# YOUR OBJECTIVE
Copy the records below exactly, from the line containing "Mark every instance of the silver" through the last line, and leave out every picture.

--- SUPPLIED MATERIAL ---

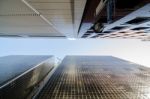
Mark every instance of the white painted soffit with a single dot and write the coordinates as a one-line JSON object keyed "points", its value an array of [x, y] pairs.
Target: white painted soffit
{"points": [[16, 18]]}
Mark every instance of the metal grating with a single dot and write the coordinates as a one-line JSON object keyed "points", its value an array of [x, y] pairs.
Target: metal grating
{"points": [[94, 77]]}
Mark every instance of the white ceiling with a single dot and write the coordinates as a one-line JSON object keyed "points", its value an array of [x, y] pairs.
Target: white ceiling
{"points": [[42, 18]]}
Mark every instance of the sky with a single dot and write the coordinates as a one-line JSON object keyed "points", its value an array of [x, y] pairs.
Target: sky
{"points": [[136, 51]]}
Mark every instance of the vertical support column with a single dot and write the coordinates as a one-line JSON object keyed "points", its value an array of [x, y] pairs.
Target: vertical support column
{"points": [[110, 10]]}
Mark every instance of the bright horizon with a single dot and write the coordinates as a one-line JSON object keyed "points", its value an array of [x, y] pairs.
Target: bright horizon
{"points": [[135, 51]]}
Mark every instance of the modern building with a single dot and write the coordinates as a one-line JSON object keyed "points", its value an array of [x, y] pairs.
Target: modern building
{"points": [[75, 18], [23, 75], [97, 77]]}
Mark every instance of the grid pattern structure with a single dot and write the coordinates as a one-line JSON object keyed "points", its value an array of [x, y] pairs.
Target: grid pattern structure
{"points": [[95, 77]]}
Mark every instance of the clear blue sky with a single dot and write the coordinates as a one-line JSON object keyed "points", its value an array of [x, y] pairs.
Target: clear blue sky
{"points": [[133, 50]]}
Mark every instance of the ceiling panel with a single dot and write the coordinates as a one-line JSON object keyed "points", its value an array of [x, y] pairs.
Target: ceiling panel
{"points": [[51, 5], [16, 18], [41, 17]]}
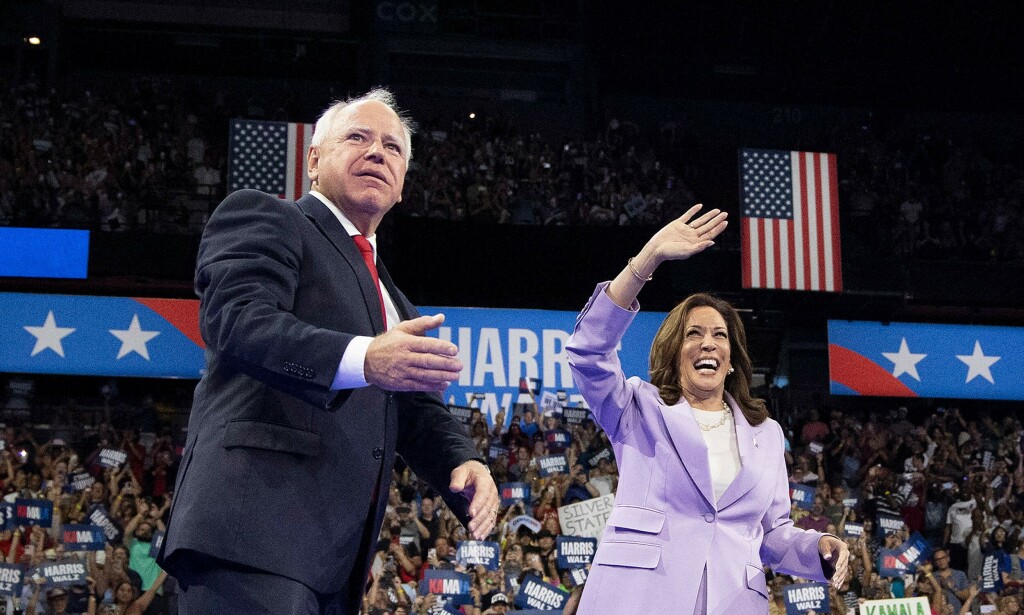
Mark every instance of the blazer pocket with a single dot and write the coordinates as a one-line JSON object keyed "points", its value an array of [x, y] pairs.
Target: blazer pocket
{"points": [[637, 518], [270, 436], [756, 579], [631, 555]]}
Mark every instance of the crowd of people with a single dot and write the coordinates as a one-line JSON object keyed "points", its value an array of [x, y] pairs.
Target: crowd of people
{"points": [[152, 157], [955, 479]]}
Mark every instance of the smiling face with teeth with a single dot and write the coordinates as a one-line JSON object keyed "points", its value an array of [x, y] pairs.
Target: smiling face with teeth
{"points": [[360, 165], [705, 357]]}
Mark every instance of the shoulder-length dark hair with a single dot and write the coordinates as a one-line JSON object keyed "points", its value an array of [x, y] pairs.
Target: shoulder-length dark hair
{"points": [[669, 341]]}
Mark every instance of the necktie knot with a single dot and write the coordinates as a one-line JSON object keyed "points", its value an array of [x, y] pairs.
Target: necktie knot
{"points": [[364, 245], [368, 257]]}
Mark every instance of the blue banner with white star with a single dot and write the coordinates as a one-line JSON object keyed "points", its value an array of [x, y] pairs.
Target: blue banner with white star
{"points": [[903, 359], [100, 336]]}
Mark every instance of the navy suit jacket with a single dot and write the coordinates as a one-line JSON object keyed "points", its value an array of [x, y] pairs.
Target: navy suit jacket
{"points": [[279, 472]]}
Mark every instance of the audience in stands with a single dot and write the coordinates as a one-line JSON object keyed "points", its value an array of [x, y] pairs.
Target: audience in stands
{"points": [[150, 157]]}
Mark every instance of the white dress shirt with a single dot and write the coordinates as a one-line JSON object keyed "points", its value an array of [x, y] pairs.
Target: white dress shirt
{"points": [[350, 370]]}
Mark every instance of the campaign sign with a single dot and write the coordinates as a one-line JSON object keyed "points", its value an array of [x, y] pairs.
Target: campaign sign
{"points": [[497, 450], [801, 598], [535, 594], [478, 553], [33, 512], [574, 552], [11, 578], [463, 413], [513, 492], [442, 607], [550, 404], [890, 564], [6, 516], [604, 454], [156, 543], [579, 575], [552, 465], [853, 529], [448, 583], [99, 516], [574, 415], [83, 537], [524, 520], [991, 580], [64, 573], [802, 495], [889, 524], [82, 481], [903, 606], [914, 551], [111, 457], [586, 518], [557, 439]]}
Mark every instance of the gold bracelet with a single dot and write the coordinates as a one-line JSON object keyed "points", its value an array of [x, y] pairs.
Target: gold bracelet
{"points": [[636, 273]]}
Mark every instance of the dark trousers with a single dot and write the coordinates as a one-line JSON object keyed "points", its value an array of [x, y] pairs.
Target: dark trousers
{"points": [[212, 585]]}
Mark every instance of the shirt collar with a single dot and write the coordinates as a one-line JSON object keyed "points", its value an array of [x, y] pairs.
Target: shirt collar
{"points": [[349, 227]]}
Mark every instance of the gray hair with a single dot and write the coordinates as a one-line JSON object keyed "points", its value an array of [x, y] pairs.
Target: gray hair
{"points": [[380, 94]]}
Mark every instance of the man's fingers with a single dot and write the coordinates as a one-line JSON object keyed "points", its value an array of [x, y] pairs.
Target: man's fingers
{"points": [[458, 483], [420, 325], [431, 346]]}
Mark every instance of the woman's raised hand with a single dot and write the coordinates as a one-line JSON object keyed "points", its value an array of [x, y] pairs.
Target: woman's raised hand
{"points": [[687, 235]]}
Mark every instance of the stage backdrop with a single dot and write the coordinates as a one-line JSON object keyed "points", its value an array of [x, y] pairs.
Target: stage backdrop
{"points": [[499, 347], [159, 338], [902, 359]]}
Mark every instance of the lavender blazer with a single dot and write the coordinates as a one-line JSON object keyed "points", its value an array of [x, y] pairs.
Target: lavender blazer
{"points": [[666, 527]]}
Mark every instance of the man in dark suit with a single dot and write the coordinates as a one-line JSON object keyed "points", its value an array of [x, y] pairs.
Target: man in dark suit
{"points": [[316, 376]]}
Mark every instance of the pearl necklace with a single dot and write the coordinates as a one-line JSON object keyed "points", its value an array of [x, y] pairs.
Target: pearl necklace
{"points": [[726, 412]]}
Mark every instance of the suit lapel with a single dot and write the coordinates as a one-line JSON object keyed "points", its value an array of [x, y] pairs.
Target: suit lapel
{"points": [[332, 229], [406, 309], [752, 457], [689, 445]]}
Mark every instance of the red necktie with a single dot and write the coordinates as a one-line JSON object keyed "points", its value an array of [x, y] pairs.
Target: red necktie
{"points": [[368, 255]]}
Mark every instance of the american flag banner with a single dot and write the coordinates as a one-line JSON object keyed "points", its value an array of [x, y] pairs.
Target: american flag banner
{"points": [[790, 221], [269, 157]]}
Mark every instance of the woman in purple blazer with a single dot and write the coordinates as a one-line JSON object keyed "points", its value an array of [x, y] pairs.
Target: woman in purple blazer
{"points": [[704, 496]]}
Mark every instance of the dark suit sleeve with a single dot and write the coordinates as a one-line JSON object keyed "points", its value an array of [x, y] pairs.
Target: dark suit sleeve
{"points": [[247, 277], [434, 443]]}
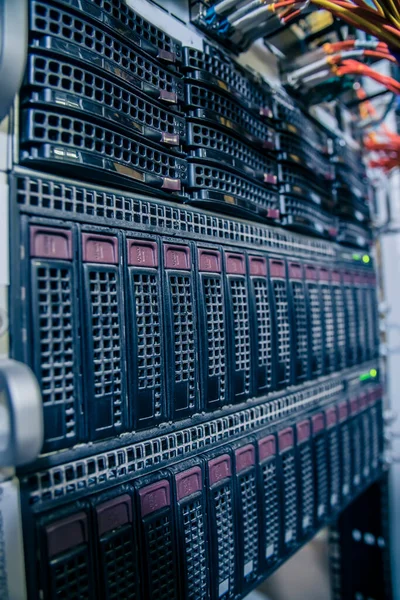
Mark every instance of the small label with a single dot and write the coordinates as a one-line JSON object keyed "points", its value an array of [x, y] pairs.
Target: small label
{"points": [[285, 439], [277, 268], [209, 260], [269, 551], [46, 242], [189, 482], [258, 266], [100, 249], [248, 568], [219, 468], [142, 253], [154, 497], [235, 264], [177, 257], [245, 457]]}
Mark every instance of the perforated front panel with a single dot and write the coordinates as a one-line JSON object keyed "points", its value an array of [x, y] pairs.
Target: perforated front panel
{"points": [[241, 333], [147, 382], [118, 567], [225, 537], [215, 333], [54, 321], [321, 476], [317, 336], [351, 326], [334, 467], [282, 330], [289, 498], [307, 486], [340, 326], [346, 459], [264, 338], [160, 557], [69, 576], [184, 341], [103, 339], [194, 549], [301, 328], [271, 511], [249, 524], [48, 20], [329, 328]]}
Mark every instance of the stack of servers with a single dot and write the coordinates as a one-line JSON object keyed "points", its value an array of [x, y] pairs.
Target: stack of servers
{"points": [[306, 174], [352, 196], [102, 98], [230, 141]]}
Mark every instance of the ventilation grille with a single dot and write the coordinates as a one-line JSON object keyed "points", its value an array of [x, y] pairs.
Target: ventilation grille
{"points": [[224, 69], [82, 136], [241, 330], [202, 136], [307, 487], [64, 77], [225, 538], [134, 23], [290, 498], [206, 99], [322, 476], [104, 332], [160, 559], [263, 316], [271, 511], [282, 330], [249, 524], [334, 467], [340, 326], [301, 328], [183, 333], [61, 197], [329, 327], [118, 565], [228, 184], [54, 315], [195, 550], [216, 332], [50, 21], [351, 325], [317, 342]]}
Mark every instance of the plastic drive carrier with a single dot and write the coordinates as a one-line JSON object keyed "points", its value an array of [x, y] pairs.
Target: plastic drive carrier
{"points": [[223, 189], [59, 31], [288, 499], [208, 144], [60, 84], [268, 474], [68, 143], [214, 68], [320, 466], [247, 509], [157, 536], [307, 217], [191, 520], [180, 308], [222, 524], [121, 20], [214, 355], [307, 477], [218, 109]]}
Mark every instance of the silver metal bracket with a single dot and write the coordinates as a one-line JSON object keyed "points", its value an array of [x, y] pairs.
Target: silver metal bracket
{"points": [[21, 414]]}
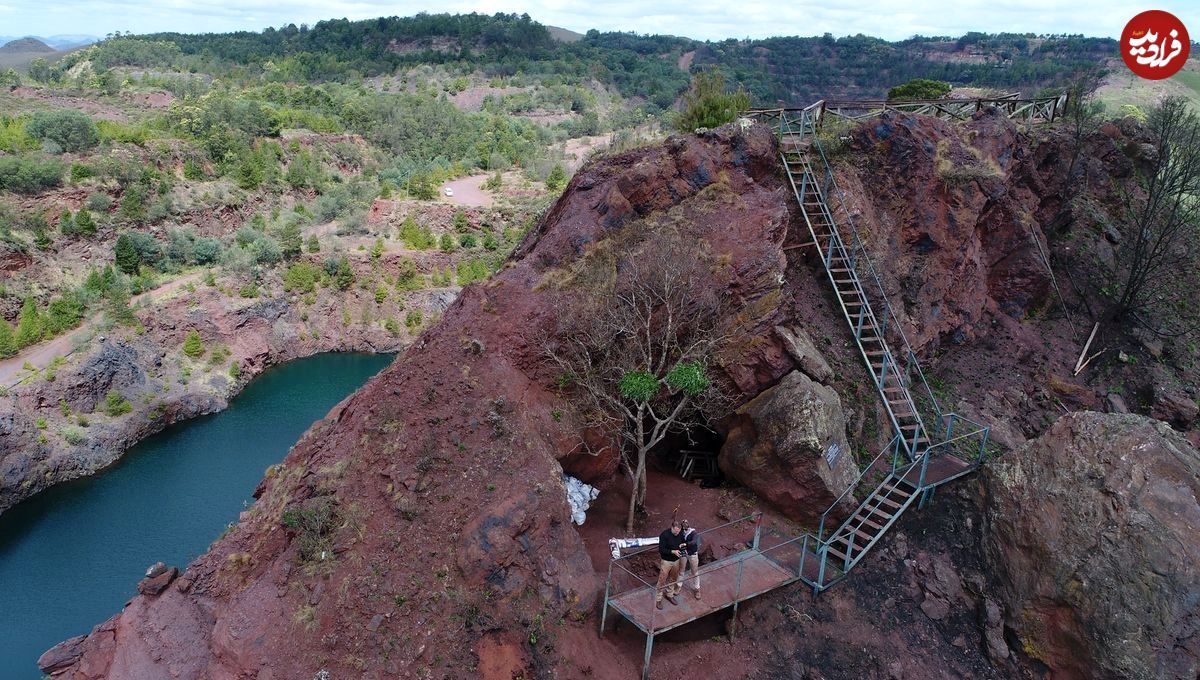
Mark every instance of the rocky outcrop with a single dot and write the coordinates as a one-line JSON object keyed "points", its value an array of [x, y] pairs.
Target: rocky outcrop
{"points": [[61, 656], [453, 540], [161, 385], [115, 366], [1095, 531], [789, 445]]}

---

# WRITTEN REPLY
Mark every instance of the silver metal bracket with a single dot and write the coordinates as a one-line JSON object keyed "points", its value an array of [x, y] pairs.
Target: silver metal bracket
{"points": [[21, 414]]}
Mark every instance of the rocky outcrop with a single dot and write the coordinates as a one-line JSON object keyed "points", its value an array of [x, y] pairs.
Target: rocky outcrop
{"points": [[61, 656], [453, 540], [161, 385], [115, 366], [1095, 531], [789, 445]]}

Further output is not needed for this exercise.